● **RECORD EXCERPTS**
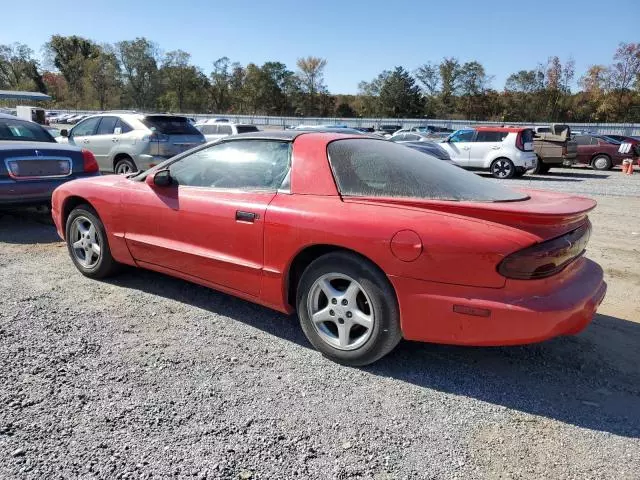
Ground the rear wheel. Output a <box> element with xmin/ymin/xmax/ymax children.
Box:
<box><xmin>65</xmin><ymin>205</ymin><xmax>120</xmax><ymax>279</ymax></box>
<box><xmin>114</xmin><ymin>156</ymin><xmax>137</xmax><ymax>175</ymax></box>
<box><xmin>532</xmin><ymin>159</ymin><xmax>551</xmax><ymax>174</ymax></box>
<box><xmin>490</xmin><ymin>158</ymin><xmax>515</xmax><ymax>179</ymax></box>
<box><xmin>296</xmin><ymin>252</ymin><xmax>402</xmax><ymax>366</ymax></box>
<box><xmin>591</xmin><ymin>155</ymin><xmax>611</xmax><ymax>171</ymax></box>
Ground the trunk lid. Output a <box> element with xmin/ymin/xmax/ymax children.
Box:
<box><xmin>344</xmin><ymin>188</ymin><xmax>595</xmax><ymax>241</ymax></box>
<box><xmin>0</xmin><ymin>142</ymin><xmax>86</xmax><ymax>179</ymax></box>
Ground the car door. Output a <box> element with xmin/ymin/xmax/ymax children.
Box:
<box><xmin>121</xmin><ymin>139</ymin><xmax>291</xmax><ymax>297</ymax></box>
<box><xmin>441</xmin><ymin>129</ymin><xmax>474</xmax><ymax>166</ymax></box>
<box><xmin>89</xmin><ymin>116</ymin><xmax>119</xmax><ymax>169</ymax></box>
<box><xmin>468</xmin><ymin>130</ymin><xmax>505</xmax><ymax>167</ymax></box>
<box><xmin>574</xmin><ymin>135</ymin><xmax>595</xmax><ymax>165</ymax></box>
<box><xmin>68</xmin><ymin>116</ymin><xmax>101</xmax><ymax>151</ymax></box>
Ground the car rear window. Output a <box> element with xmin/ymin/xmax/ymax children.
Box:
<box><xmin>236</xmin><ymin>125</ymin><xmax>259</xmax><ymax>134</ymax></box>
<box><xmin>142</xmin><ymin>116</ymin><xmax>201</xmax><ymax>135</ymax></box>
<box><xmin>0</xmin><ymin>118</ymin><xmax>55</xmax><ymax>142</ymax></box>
<box><xmin>520</xmin><ymin>129</ymin><xmax>534</xmax><ymax>144</ymax></box>
<box><xmin>327</xmin><ymin>139</ymin><xmax>528</xmax><ymax>202</ymax></box>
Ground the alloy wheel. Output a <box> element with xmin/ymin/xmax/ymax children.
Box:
<box><xmin>115</xmin><ymin>162</ymin><xmax>133</xmax><ymax>175</ymax></box>
<box><xmin>492</xmin><ymin>159</ymin><xmax>513</xmax><ymax>178</ymax></box>
<box><xmin>306</xmin><ymin>273</ymin><xmax>375</xmax><ymax>351</ymax></box>
<box><xmin>70</xmin><ymin>216</ymin><xmax>101</xmax><ymax>268</ymax></box>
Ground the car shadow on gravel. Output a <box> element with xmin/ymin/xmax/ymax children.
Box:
<box><xmin>103</xmin><ymin>268</ymin><xmax>640</xmax><ymax>438</ymax></box>
<box><xmin>0</xmin><ymin>208</ymin><xmax>60</xmax><ymax>244</ymax></box>
<box><xmin>366</xmin><ymin>313</ymin><xmax>640</xmax><ymax>438</ymax></box>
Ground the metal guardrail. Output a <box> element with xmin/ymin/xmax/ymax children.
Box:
<box><xmin>47</xmin><ymin>110</ymin><xmax>640</xmax><ymax>136</ymax></box>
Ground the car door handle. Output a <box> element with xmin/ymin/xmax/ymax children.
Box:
<box><xmin>462</xmin><ymin>146</ymin><xmax>470</xmax><ymax>150</ymax></box>
<box><xmin>235</xmin><ymin>211</ymin><xmax>257</xmax><ymax>222</ymax></box>
<box><xmin>83</xmin><ymin>139</ymin><xmax>90</xmax><ymax>144</ymax></box>
<box><xmin>112</xmin><ymin>138</ymin><xmax>118</xmax><ymax>142</ymax></box>
<box><xmin>491</xmin><ymin>146</ymin><xmax>501</xmax><ymax>150</ymax></box>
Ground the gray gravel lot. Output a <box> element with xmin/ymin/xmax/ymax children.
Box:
<box><xmin>1</xmin><ymin>174</ymin><xmax>639</xmax><ymax>479</ymax></box>
<box><xmin>488</xmin><ymin>166</ymin><xmax>640</xmax><ymax>197</ymax></box>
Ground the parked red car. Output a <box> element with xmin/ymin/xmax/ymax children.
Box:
<box><xmin>51</xmin><ymin>132</ymin><xmax>606</xmax><ymax>365</ymax></box>
<box><xmin>574</xmin><ymin>134</ymin><xmax>640</xmax><ymax>170</ymax></box>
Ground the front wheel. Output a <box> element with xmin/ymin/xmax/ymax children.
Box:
<box><xmin>490</xmin><ymin>158</ymin><xmax>515</xmax><ymax>179</ymax></box>
<box><xmin>65</xmin><ymin>205</ymin><xmax>120</xmax><ymax>279</ymax></box>
<box><xmin>296</xmin><ymin>252</ymin><xmax>402</xmax><ymax>366</ymax></box>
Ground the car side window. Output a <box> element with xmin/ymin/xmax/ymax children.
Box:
<box><xmin>115</xmin><ymin>119</ymin><xmax>133</xmax><ymax>134</ymax></box>
<box><xmin>96</xmin><ymin>116</ymin><xmax>119</xmax><ymax>135</ymax></box>
<box><xmin>475</xmin><ymin>131</ymin><xmax>507</xmax><ymax>142</ymax></box>
<box><xmin>449</xmin><ymin>130</ymin><xmax>474</xmax><ymax>143</ymax></box>
<box><xmin>202</xmin><ymin>124</ymin><xmax>218</xmax><ymax>135</ymax></box>
<box><xmin>218</xmin><ymin>125</ymin><xmax>232</xmax><ymax>135</ymax></box>
<box><xmin>574</xmin><ymin>136</ymin><xmax>590</xmax><ymax>146</ymax></box>
<box><xmin>406</xmin><ymin>134</ymin><xmax>420</xmax><ymax>141</ymax></box>
<box><xmin>591</xmin><ymin>136</ymin><xmax>600</xmax><ymax>145</ymax></box>
<box><xmin>168</xmin><ymin>140</ymin><xmax>291</xmax><ymax>190</ymax></box>
<box><xmin>71</xmin><ymin>117</ymin><xmax>101</xmax><ymax>137</ymax></box>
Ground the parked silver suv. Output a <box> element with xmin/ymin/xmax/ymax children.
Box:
<box><xmin>62</xmin><ymin>113</ymin><xmax>205</xmax><ymax>174</ymax></box>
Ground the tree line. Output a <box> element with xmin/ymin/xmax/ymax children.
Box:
<box><xmin>1</xmin><ymin>35</ymin><xmax>639</xmax><ymax>123</ymax></box>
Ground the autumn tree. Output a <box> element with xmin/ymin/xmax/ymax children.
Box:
<box><xmin>296</xmin><ymin>56</ymin><xmax>328</xmax><ymax>115</ymax></box>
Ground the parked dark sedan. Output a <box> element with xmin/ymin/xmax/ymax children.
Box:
<box><xmin>574</xmin><ymin>134</ymin><xmax>640</xmax><ymax>170</ymax></box>
<box><xmin>0</xmin><ymin>113</ymin><xmax>100</xmax><ymax>206</ymax></box>
<box><xmin>401</xmin><ymin>141</ymin><xmax>457</xmax><ymax>165</ymax></box>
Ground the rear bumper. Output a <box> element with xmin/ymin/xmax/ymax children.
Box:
<box><xmin>0</xmin><ymin>174</ymin><xmax>99</xmax><ymax>206</ymax></box>
<box><xmin>391</xmin><ymin>257</ymin><xmax>606</xmax><ymax>346</ymax></box>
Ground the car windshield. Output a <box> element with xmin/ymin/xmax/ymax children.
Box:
<box><xmin>142</xmin><ymin>116</ymin><xmax>201</xmax><ymax>135</ymax></box>
<box><xmin>327</xmin><ymin>139</ymin><xmax>529</xmax><ymax>202</ymax></box>
<box><xmin>0</xmin><ymin>118</ymin><xmax>55</xmax><ymax>142</ymax></box>
<box><xmin>236</xmin><ymin>125</ymin><xmax>259</xmax><ymax>134</ymax></box>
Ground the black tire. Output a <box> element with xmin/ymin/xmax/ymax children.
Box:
<box><xmin>114</xmin><ymin>156</ymin><xmax>138</xmax><ymax>175</ymax></box>
<box><xmin>65</xmin><ymin>204</ymin><xmax>120</xmax><ymax>279</ymax></box>
<box><xmin>490</xmin><ymin>158</ymin><xmax>516</xmax><ymax>179</ymax></box>
<box><xmin>591</xmin><ymin>155</ymin><xmax>612</xmax><ymax>171</ymax></box>
<box><xmin>296</xmin><ymin>251</ymin><xmax>402</xmax><ymax>366</ymax></box>
<box><xmin>532</xmin><ymin>159</ymin><xmax>550</xmax><ymax>174</ymax></box>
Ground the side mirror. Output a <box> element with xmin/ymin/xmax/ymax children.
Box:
<box><xmin>146</xmin><ymin>169</ymin><xmax>172</xmax><ymax>187</ymax></box>
<box><xmin>60</xmin><ymin>129</ymin><xmax>69</xmax><ymax>137</ymax></box>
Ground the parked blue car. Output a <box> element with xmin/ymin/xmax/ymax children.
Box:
<box><xmin>0</xmin><ymin>113</ymin><xmax>100</xmax><ymax>207</ymax></box>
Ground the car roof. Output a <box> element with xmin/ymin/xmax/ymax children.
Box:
<box><xmin>226</xmin><ymin>130</ymin><xmax>306</xmax><ymax>141</ymax></box>
<box><xmin>475</xmin><ymin>126</ymin><xmax>529</xmax><ymax>133</ymax></box>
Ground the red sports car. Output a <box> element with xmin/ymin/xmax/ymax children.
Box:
<box><xmin>51</xmin><ymin>131</ymin><xmax>607</xmax><ymax>365</ymax></box>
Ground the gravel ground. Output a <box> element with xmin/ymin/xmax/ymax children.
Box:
<box><xmin>1</xmin><ymin>185</ymin><xmax>639</xmax><ymax>479</ymax></box>
<box><xmin>487</xmin><ymin>166</ymin><xmax>640</xmax><ymax>197</ymax></box>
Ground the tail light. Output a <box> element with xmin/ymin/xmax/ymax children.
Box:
<box><xmin>82</xmin><ymin>149</ymin><xmax>99</xmax><ymax>173</ymax></box>
<box><xmin>498</xmin><ymin>222</ymin><xmax>591</xmax><ymax>280</ymax></box>
<box><xmin>515</xmin><ymin>132</ymin><xmax>524</xmax><ymax>151</ymax></box>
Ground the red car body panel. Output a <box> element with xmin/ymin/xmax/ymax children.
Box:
<box><xmin>51</xmin><ymin>133</ymin><xmax>606</xmax><ymax>346</ymax></box>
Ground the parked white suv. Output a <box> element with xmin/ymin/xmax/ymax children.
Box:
<box><xmin>62</xmin><ymin>113</ymin><xmax>205</xmax><ymax>174</ymax></box>
<box><xmin>440</xmin><ymin>127</ymin><xmax>536</xmax><ymax>178</ymax></box>
<box><xmin>195</xmin><ymin>122</ymin><xmax>259</xmax><ymax>142</ymax></box>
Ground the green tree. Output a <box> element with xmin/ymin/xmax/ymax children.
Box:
<box><xmin>116</xmin><ymin>38</ymin><xmax>160</xmax><ymax>109</ymax></box>
<box><xmin>0</xmin><ymin>43</ymin><xmax>45</xmax><ymax>92</ymax></box>
<box><xmin>86</xmin><ymin>44</ymin><xmax>121</xmax><ymax>110</ymax></box>
<box><xmin>160</xmin><ymin>50</ymin><xmax>206</xmax><ymax>112</ymax></box>
<box><xmin>45</xmin><ymin>35</ymin><xmax>99</xmax><ymax>106</ymax></box>
<box><xmin>210</xmin><ymin>57</ymin><xmax>233</xmax><ymax>112</ymax></box>
<box><xmin>378</xmin><ymin>67</ymin><xmax>424</xmax><ymax>117</ymax></box>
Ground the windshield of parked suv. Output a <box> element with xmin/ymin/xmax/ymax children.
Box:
<box><xmin>328</xmin><ymin>139</ymin><xmax>529</xmax><ymax>202</ymax></box>
<box><xmin>0</xmin><ymin>118</ymin><xmax>55</xmax><ymax>142</ymax></box>
<box><xmin>142</xmin><ymin>116</ymin><xmax>202</xmax><ymax>135</ymax></box>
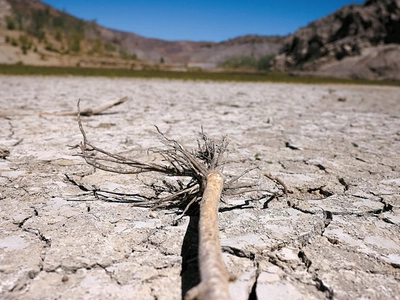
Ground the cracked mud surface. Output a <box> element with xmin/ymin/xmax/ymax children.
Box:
<box><xmin>1</xmin><ymin>76</ymin><xmax>399</xmax><ymax>300</ymax></box>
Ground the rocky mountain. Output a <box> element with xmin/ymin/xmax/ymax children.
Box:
<box><xmin>273</xmin><ymin>0</ymin><xmax>400</xmax><ymax>80</ymax></box>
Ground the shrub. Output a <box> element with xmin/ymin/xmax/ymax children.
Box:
<box><xmin>105</xmin><ymin>42</ymin><xmax>116</xmax><ymax>52</ymax></box>
<box><xmin>11</xmin><ymin>38</ymin><xmax>18</xmax><ymax>47</ymax></box>
<box><xmin>257</xmin><ymin>54</ymin><xmax>276</xmax><ymax>71</ymax></box>
<box><xmin>45</xmin><ymin>42</ymin><xmax>59</xmax><ymax>52</ymax></box>
<box><xmin>19</xmin><ymin>35</ymin><xmax>32</xmax><ymax>54</ymax></box>
<box><xmin>219</xmin><ymin>56</ymin><xmax>258</xmax><ymax>69</ymax></box>
<box><xmin>67</xmin><ymin>33</ymin><xmax>82</xmax><ymax>53</ymax></box>
<box><xmin>119</xmin><ymin>50</ymin><xmax>137</xmax><ymax>60</ymax></box>
<box><xmin>6</xmin><ymin>17</ymin><xmax>15</xmax><ymax>30</ymax></box>
<box><xmin>55</xmin><ymin>28</ymin><xmax>63</xmax><ymax>41</ymax></box>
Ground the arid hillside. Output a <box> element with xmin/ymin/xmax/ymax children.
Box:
<box><xmin>0</xmin><ymin>0</ymin><xmax>399</xmax><ymax>79</ymax></box>
<box><xmin>0</xmin><ymin>0</ymin><xmax>285</xmax><ymax>70</ymax></box>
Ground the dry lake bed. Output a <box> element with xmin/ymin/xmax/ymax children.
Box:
<box><xmin>0</xmin><ymin>76</ymin><xmax>399</xmax><ymax>299</ymax></box>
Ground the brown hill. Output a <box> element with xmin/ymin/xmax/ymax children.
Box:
<box><xmin>273</xmin><ymin>0</ymin><xmax>400</xmax><ymax>80</ymax></box>
<box><xmin>0</xmin><ymin>0</ymin><xmax>285</xmax><ymax>70</ymax></box>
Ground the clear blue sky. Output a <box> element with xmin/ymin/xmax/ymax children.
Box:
<box><xmin>42</xmin><ymin>0</ymin><xmax>366</xmax><ymax>42</ymax></box>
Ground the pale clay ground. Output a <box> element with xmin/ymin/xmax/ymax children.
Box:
<box><xmin>0</xmin><ymin>76</ymin><xmax>399</xmax><ymax>300</ymax></box>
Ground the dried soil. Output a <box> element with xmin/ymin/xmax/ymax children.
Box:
<box><xmin>0</xmin><ymin>76</ymin><xmax>399</xmax><ymax>299</ymax></box>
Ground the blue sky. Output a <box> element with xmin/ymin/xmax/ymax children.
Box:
<box><xmin>42</xmin><ymin>0</ymin><xmax>365</xmax><ymax>42</ymax></box>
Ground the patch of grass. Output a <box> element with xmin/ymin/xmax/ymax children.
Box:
<box><xmin>0</xmin><ymin>63</ymin><xmax>399</xmax><ymax>86</ymax></box>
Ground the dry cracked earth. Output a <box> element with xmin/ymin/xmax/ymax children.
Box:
<box><xmin>0</xmin><ymin>76</ymin><xmax>399</xmax><ymax>300</ymax></box>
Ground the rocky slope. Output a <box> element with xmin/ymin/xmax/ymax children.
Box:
<box><xmin>274</xmin><ymin>0</ymin><xmax>400</xmax><ymax>80</ymax></box>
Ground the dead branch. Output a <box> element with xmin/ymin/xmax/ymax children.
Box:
<box><xmin>264</xmin><ymin>172</ymin><xmax>290</xmax><ymax>195</ymax></box>
<box><xmin>75</xmin><ymin>100</ymin><xmax>287</xmax><ymax>300</ymax></box>
<box><xmin>184</xmin><ymin>171</ymin><xmax>231</xmax><ymax>300</ymax></box>
<box><xmin>42</xmin><ymin>96</ymin><xmax>128</xmax><ymax>116</ymax></box>
<box><xmin>77</xmin><ymin>96</ymin><xmax>128</xmax><ymax>116</ymax></box>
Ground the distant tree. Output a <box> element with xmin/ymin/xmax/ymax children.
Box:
<box><xmin>160</xmin><ymin>56</ymin><xmax>165</xmax><ymax>64</ymax></box>
<box><xmin>6</xmin><ymin>17</ymin><xmax>15</xmax><ymax>30</ymax></box>
<box><xmin>53</xmin><ymin>16</ymin><xmax>65</xmax><ymax>29</ymax></box>
<box><xmin>105</xmin><ymin>42</ymin><xmax>116</xmax><ymax>52</ymax></box>
<box><xmin>29</xmin><ymin>9</ymin><xmax>47</xmax><ymax>39</ymax></box>
<box><xmin>19</xmin><ymin>35</ymin><xmax>32</xmax><ymax>54</ymax></box>
<box><xmin>10</xmin><ymin>37</ymin><xmax>18</xmax><ymax>47</ymax></box>
<box><xmin>68</xmin><ymin>33</ymin><xmax>81</xmax><ymax>53</ymax></box>
<box><xmin>15</xmin><ymin>13</ymin><xmax>23</xmax><ymax>30</ymax></box>
<box><xmin>90</xmin><ymin>39</ymin><xmax>103</xmax><ymax>55</ymax></box>
<box><xmin>55</xmin><ymin>28</ymin><xmax>63</xmax><ymax>41</ymax></box>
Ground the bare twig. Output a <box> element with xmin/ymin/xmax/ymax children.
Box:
<box><xmin>264</xmin><ymin>172</ymin><xmax>289</xmax><ymax>195</ymax></box>
<box><xmin>1</xmin><ymin>97</ymin><xmax>128</xmax><ymax>117</ymax></box>
<box><xmin>77</xmin><ymin>96</ymin><xmax>128</xmax><ymax>116</ymax></box>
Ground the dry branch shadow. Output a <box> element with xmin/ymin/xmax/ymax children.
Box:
<box><xmin>180</xmin><ymin>213</ymin><xmax>200</xmax><ymax>299</ymax></box>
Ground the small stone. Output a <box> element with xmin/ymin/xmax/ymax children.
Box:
<box><xmin>61</xmin><ymin>275</ymin><xmax>69</xmax><ymax>282</ymax></box>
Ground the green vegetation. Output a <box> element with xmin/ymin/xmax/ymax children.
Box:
<box><xmin>119</xmin><ymin>50</ymin><xmax>137</xmax><ymax>60</ymax></box>
<box><xmin>0</xmin><ymin>63</ymin><xmax>398</xmax><ymax>87</ymax></box>
<box><xmin>257</xmin><ymin>54</ymin><xmax>276</xmax><ymax>71</ymax></box>
<box><xmin>104</xmin><ymin>42</ymin><xmax>116</xmax><ymax>53</ymax></box>
<box><xmin>5</xmin><ymin>36</ymin><xmax>18</xmax><ymax>47</ymax></box>
<box><xmin>28</xmin><ymin>8</ymin><xmax>49</xmax><ymax>40</ymax></box>
<box><xmin>4</xmin><ymin>5</ymin><xmax>138</xmax><ymax>60</ymax></box>
<box><xmin>5</xmin><ymin>6</ymin><xmax>89</xmax><ymax>55</ymax></box>
<box><xmin>44</xmin><ymin>42</ymin><xmax>59</xmax><ymax>53</ymax></box>
<box><xmin>19</xmin><ymin>35</ymin><xmax>33</xmax><ymax>54</ymax></box>
<box><xmin>219</xmin><ymin>56</ymin><xmax>258</xmax><ymax>70</ymax></box>
<box><xmin>219</xmin><ymin>54</ymin><xmax>276</xmax><ymax>71</ymax></box>
<box><xmin>67</xmin><ymin>33</ymin><xmax>82</xmax><ymax>53</ymax></box>
<box><xmin>89</xmin><ymin>39</ymin><xmax>103</xmax><ymax>55</ymax></box>
<box><xmin>6</xmin><ymin>16</ymin><xmax>16</xmax><ymax>30</ymax></box>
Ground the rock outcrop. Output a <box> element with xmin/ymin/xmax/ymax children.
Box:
<box><xmin>274</xmin><ymin>0</ymin><xmax>400</xmax><ymax>80</ymax></box>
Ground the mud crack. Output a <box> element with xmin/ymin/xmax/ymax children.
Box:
<box><xmin>222</xmin><ymin>245</ymin><xmax>256</xmax><ymax>260</ymax></box>
<box><xmin>338</xmin><ymin>177</ymin><xmax>349</xmax><ymax>191</ymax></box>
<box><xmin>248</xmin><ymin>261</ymin><xmax>260</xmax><ymax>300</ymax></box>
<box><xmin>298</xmin><ymin>250</ymin><xmax>334</xmax><ymax>299</ymax></box>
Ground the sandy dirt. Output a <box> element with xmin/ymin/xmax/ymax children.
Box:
<box><xmin>0</xmin><ymin>76</ymin><xmax>399</xmax><ymax>299</ymax></box>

● **EXERCISE GOAL**
Begin at the first line of the entries and end at the line containing "Ground the alloy": write out each line exactly, skipping pictures.

● **TASK ANSWER**
Ground the rear wheel. Output a <box> element with xmin/ymin/xmax/ymax children.
Box:
<box><xmin>65</xmin><ymin>205</ymin><xmax>120</xmax><ymax>279</ymax></box>
<box><xmin>114</xmin><ymin>156</ymin><xmax>137</xmax><ymax>175</ymax></box>
<box><xmin>532</xmin><ymin>159</ymin><xmax>551</xmax><ymax>174</ymax></box>
<box><xmin>490</xmin><ymin>158</ymin><xmax>515</xmax><ymax>179</ymax></box>
<box><xmin>296</xmin><ymin>252</ymin><xmax>402</xmax><ymax>366</ymax></box>
<box><xmin>591</xmin><ymin>155</ymin><xmax>611</xmax><ymax>171</ymax></box>
Ground the trunk lid. Output a <box> element with xmin/ymin/xmax/ymax children.
Box:
<box><xmin>344</xmin><ymin>188</ymin><xmax>595</xmax><ymax>241</ymax></box>
<box><xmin>0</xmin><ymin>142</ymin><xmax>86</xmax><ymax>179</ymax></box>
Ground the car door. Output a <box> element with xmin/ymin/xmax/ymax children.
Box:
<box><xmin>121</xmin><ymin>139</ymin><xmax>291</xmax><ymax>297</ymax></box>
<box><xmin>441</xmin><ymin>129</ymin><xmax>474</xmax><ymax>166</ymax></box>
<box><xmin>89</xmin><ymin>116</ymin><xmax>119</xmax><ymax>169</ymax></box>
<box><xmin>468</xmin><ymin>130</ymin><xmax>505</xmax><ymax>167</ymax></box>
<box><xmin>574</xmin><ymin>135</ymin><xmax>595</xmax><ymax>165</ymax></box>
<box><xmin>68</xmin><ymin>116</ymin><xmax>101</xmax><ymax>151</ymax></box>
Ground the car rear window. Output a <box> element with xmin/ymin/xmax/ymax children.
Box:
<box><xmin>236</xmin><ymin>125</ymin><xmax>259</xmax><ymax>134</ymax></box>
<box><xmin>142</xmin><ymin>116</ymin><xmax>201</xmax><ymax>135</ymax></box>
<box><xmin>0</xmin><ymin>118</ymin><xmax>55</xmax><ymax>142</ymax></box>
<box><xmin>520</xmin><ymin>129</ymin><xmax>534</xmax><ymax>144</ymax></box>
<box><xmin>327</xmin><ymin>139</ymin><xmax>528</xmax><ymax>202</ymax></box>
Ground the alloy wheel. Output a <box> element with xmin/ymin/xmax/ymax children.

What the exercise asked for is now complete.